KUTIPAN TEKS:
Biografi Singkat Hamzah Fansuri Sang Sastrawan Sufi Aceh Abad XVII
Fansuri dua bersaudara itu, Ali dan Hamzah, berasal dari Parsia. Pada zaman Kerajaan Islam Samudra/Pasai diperintah Sulthan Alaiddin Malikussalih (659-688H. - 1261-1289M.) banyak Ulama Besar dari Negeri Parsi yang datang kesana, baik untuk mengajar pada pusat-pusat Pendidikan Islam yang bernama "Dayah", maupun untuk menyumbangkan tenaganya pada lembaga lembaga pemerintahan. Salah seorang di antara Ulama Besar, yaitu "nenekmoyangnya" Ali dan Hamzah, dipercayakan oleh Kerajaan untuk memimpin Pusat Pendidikan yang bernama DAYAH BLANG PRIA. Ulama Besar tersebut terkenal dengan nama Syekh Al Fansuri, hatta keturunannya yang menjadi Ulama memakai "Fansuri" di ujung namanya.
Pada masa Sulthan Alaiddin Riayat Syah Saidil Mukammil memerintah Kerajaan Aceh Darussalam (997-1011 H. 1589—1604 M.), dua orang Ulama turunan Syekh Al Fansuri mendirikan dua buah Pusat Pendidikan Islam di pantai barat Tanah Aceh, yaitu di Daerah Singkel. Ali yang telah menjadi Syekh Ali Fansuri mendirikan Dayah Lipat Kajang di Simpang Kanan, sementara adiknya, Hamzah, yang telah menjadi Syekh Hamzah Fansuri mendirikan Dayah Oboh di Simpang Kiri Rundeng.
Dalam tahun 1001 H. = 1592 M., Syekh Ali Fansuri dikurniai seorang putera dan diberi nama Abdurrauf, yang kemudian menjadi seorang Ulama Besar yang bergelar Syekh Abdurrauf Fansuri dan lebih terkenal dengan lakab Teungku Syiahkuala. Abdurrauf Syiahkuala kemudian menjadi lawan terbesar dari "Filsafat Ketuhanan" Wahdatul Wujud yang dianut pamannya, Syekh Hamzah Fansuri, dan Khalifahnya yang terkenal Syekh Syamsuddin Sumatrani. Syek Abdurrauf Fansuri dan Nuruddin Ar Raniri adalah dua tokoh Ulama Besar penganut dan penegak Filsafat Ketuhanan Isnainiyatul Wujud.
Apabila dan dimana tempat lahir Hamzah Fansuri, belum diketahui dengan pasti. Ada yang mengatakan di Samura/Pasai dan ada pula yang mengatakan di Singkel. Dalam serangkum sajaknya, Hamzah menjelaskan tentang asal-usulnya :
Mendapat wujud di tanah Syahr Nawi,
Beroleh khilafat ilmu yang 'ali,
Daripada Abdulqadir Saiyid Jailani.

(Cuplikan dataset anotasi lokasi)

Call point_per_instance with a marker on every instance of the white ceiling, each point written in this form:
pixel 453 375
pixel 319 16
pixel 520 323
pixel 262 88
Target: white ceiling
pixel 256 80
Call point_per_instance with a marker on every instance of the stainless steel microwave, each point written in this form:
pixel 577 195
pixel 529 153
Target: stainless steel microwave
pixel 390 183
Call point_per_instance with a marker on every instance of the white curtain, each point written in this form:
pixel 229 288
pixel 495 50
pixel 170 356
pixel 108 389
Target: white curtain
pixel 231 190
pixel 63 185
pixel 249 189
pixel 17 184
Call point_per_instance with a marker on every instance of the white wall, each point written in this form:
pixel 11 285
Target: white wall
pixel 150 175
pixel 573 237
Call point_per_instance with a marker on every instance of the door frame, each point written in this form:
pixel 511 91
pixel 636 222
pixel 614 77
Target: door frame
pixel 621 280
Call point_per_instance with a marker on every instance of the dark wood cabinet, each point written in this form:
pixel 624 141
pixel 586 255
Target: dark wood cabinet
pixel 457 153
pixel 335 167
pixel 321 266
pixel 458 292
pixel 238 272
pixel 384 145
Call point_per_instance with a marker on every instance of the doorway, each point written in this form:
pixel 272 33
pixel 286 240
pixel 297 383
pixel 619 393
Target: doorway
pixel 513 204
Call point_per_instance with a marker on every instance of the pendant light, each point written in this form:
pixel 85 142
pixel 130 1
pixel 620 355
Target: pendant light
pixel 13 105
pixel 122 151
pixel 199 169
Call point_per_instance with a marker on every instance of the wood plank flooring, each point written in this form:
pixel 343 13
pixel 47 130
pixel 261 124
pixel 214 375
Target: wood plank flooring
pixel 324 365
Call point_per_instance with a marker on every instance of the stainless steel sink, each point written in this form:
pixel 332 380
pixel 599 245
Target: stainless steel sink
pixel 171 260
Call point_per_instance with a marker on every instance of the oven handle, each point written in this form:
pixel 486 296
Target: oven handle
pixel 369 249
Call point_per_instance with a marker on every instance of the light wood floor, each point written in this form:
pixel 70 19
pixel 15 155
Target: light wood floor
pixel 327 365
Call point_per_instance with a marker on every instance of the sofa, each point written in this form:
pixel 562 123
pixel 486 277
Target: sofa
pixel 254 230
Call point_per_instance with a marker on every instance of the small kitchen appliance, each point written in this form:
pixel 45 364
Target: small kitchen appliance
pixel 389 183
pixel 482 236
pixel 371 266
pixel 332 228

TUGAS YANG DIMINTA:
**a)** Tolong tulis ulang semua baris catatan mulai dari baris yang memuat "white curtain, each" hingga baris yang memuat "pixel 513 204", termasuk kedua baris tersebut.
**b)** Lanjutkan biografi Hamzah Fansuri dari bagian terakhir yang ditampilkan.

JAWABAN YANG DIBERIKAN:
**a)**
Call point_per_instance with a marker on every instance of the white curtain, each point written in this form:
pixel 229 288
pixel 495 50
pixel 170 356
pixel 108 389
Target: white curtain
pixel 231 190
pixel 63 185
pixel 249 189
pixel 17 184
Call point_per_instance with a marker on every instance of the white wall, each point written in this form:
pixel 11 285
Target: white wall
pixel 150 175
pixel 573 237
Call point_per_instance with a marker on every instance of the door frame, each point written in this form:
pixel 511 91
pixel 636 222
pixel 614 77
Target: door frame
pixel 621 280
Call point_per_instance with a marker on every instance of the dark wood cabinet, each point written in this form:
pixel 624 141
pixel 586 255
Target: dark wood cabinet
pixel 457 153
pixel 335 167
pixel 321 266
pixel 458 292
pixel 238 272
pixel 384 145
Call point_per_instance with a marker on every instance of the doorway, each point written in this form:
pixel 272 33
pixel 286 240
pixel 297 383
pixel 619 393
Target: doorway
pixel 513 204

**b)**
Dalam sajak tersebut, kecuali menerangkan bahwa nenekmoyangnya ialah Syekh Al Fansuri, juga Hamzah menjelaskan bahwa beliau adalah pengikut Tharikat Abdulqadir Jailani, seorang Ulama Tasauwuf terkenal.
Dalam sajak yang lain, dijelaskan bahwa beliau hidup pada masa Kerajaan Aceh Darussalam di bawah pemerintahan Sulthan Alaiddin Riayat Syah IV Saiyidil Mukammil (997 — 1011H - 1589-1604 M.) :
Dibawah hadlarat raja wali.
Raja kutub sempurna kamil,
Wali Allah sempurna wasil,
Raja arif lagi Mukammil.
Dalam sajak yang lain, yang diciptakannya waktu Hamzah sedang berada di Kota Quddus (Baital Maqdis/Darussalam) Palestina, dijelaskan bahwa tanah airnya adalah Tanah Aceh:
Akan rumahnya Baitul Makmuri,
Kursinya sekalian kapuri,
Di Negeri Fansuri minal asyjari.
Waktu sedang di rantau (Kota Quddus, Palestina), Hamzah menerangkan bahwa rumahnya (tempat lahirnya) di Baitul Makmur, nama lain dari Aceh Darussalam, tegasnya di Kampung Oboh Simpang Kiri (Singkel) yang telah berubah namanya menjadi "Negeri Fansuri", semenjak Hamzah mendirikan Dayah (Pusat Pendidikan Islam) di kampung tersebut.
Sumber lain didalam buku Pengarang buku "The Mysticcism of Hamzah Fansuri", Prof. Dr. Naguib Alatas, dalam sebuah ceramahnya di depan para sarjana di Darussalam Banda Aceh pada awal tahun tujuh puluhan, menerangkan bahwa Hamzah Fansuri adalah Pujangga Melayu terbesar dalam abad XVII, Penyair Sufi yang tidak ada taranya pada zaman itu. Hamzah Fansuri adalah "Jalaluddin Rumi"-nya Kepulauan Nusantara, demikian Naguib Alatas menegaskan, yang selanjutnya mengatakan bahwa Hamzah Fansuri adalah pencipta bentuk pantun pertama dalam bahasa Melayu.
Tentang Syekh Hamzah Fansuri sebagai seorang Pujangga Melayu dan Penyair Sufi di Rantau Asia Tenggara, adalah suatu kebenaran yang dibuktikan fakta-fakta sejarah.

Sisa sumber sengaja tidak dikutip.